§ **Task to complete**
Copy the material from its first line through the line containing "[102,29,154,138]", keeping every line, and offset each bounding box coordinate in the answers by adding 74 to it.

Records
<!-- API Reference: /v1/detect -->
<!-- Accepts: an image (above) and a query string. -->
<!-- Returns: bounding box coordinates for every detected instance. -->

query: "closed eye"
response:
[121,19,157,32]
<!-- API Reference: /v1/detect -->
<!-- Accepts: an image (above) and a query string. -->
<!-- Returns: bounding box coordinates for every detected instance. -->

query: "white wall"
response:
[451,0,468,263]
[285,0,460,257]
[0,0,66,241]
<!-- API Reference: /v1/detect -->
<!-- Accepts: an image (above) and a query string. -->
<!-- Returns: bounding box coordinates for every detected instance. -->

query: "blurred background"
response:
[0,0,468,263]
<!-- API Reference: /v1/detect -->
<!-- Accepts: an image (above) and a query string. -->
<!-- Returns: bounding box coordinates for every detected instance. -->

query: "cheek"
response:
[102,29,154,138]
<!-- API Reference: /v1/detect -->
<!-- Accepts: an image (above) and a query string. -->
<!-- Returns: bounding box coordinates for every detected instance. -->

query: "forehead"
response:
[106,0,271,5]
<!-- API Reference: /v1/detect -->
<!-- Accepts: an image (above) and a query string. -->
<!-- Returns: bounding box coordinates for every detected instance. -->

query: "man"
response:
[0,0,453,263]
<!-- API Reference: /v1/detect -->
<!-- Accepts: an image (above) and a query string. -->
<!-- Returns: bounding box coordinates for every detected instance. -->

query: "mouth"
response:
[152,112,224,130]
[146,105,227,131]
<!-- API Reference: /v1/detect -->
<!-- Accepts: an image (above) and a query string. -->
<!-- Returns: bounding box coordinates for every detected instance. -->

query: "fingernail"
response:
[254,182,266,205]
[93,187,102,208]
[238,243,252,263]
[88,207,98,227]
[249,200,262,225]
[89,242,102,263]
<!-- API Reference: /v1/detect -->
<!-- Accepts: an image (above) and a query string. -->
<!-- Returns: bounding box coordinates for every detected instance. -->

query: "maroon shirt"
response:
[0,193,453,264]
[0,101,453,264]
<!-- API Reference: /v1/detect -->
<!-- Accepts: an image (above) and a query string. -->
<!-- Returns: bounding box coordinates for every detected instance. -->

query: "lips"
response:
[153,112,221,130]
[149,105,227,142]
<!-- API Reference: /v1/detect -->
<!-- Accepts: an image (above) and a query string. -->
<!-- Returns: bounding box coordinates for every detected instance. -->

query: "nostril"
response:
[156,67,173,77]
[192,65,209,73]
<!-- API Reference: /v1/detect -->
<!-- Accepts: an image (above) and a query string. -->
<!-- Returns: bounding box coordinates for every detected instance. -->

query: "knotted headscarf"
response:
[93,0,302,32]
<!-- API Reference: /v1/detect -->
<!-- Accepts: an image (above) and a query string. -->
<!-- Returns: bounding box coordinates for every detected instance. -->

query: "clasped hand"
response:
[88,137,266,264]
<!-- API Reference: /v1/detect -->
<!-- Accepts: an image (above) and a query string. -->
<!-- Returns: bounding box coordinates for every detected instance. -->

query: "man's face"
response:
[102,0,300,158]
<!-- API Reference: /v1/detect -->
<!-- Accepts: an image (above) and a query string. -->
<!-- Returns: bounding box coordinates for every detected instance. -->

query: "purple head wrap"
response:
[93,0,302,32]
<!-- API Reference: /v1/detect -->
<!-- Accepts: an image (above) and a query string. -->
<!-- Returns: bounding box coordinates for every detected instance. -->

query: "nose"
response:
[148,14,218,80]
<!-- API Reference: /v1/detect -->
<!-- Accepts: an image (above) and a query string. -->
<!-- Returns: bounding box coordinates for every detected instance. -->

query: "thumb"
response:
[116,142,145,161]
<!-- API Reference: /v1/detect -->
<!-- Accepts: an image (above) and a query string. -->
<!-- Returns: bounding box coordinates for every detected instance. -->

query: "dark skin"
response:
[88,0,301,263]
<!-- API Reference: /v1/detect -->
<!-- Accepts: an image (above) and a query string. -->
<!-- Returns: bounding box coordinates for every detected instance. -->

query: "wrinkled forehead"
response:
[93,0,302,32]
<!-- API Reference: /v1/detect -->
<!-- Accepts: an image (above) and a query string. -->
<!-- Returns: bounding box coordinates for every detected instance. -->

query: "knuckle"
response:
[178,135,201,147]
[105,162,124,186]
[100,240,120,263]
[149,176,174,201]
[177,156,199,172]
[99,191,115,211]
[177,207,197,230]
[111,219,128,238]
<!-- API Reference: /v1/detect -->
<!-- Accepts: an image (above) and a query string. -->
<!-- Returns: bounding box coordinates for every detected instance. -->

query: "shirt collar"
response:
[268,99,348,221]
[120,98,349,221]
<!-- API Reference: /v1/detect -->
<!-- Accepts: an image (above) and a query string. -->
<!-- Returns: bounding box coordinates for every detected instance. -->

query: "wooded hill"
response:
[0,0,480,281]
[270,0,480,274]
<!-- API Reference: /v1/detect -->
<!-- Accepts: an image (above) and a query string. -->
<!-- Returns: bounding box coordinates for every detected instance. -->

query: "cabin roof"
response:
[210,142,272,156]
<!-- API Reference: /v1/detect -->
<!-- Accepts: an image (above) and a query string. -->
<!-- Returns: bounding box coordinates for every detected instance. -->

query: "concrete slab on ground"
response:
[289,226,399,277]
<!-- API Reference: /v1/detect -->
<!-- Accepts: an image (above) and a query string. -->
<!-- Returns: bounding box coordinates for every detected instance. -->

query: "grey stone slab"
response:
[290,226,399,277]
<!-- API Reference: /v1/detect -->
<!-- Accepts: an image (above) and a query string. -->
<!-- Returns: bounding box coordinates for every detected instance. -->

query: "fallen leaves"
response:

§ **Solution for this exercise**
<!-- API Reference: /v1/detect -->
<!-- Accepts: an image (above) and a query string. -->
<!-- Returns: bounding box coordinates for every detected instance. -->

query: "closed eye"
response:
[195,93,231,106]
<!-- API Reference: /v1/detect -->
<!-- Accepts: an image (above) and a query string. -->
<!-- Returns: bounding box coordinates for every detected instance. -->

query: "white wall"
response:
[525,74,542,337]
[359,74,534,331]
[74,74,140,315]
<!-- API Reference: /v1/detect -->
<!-- Accepts: an image (above) and a query string. -->
<!-- Returns: bounding box coordinates for every detected instance. -->

query: "blurred background"
response:
[74,74,542,337]
<!-- API Reference: /v1/detect -->
<!-- Accepts: an image (above) and a query string. -->
<!-- Returns: bounding box coordinates for every detected instance. -->

query: "cheek"
response:
[176,103,228,212]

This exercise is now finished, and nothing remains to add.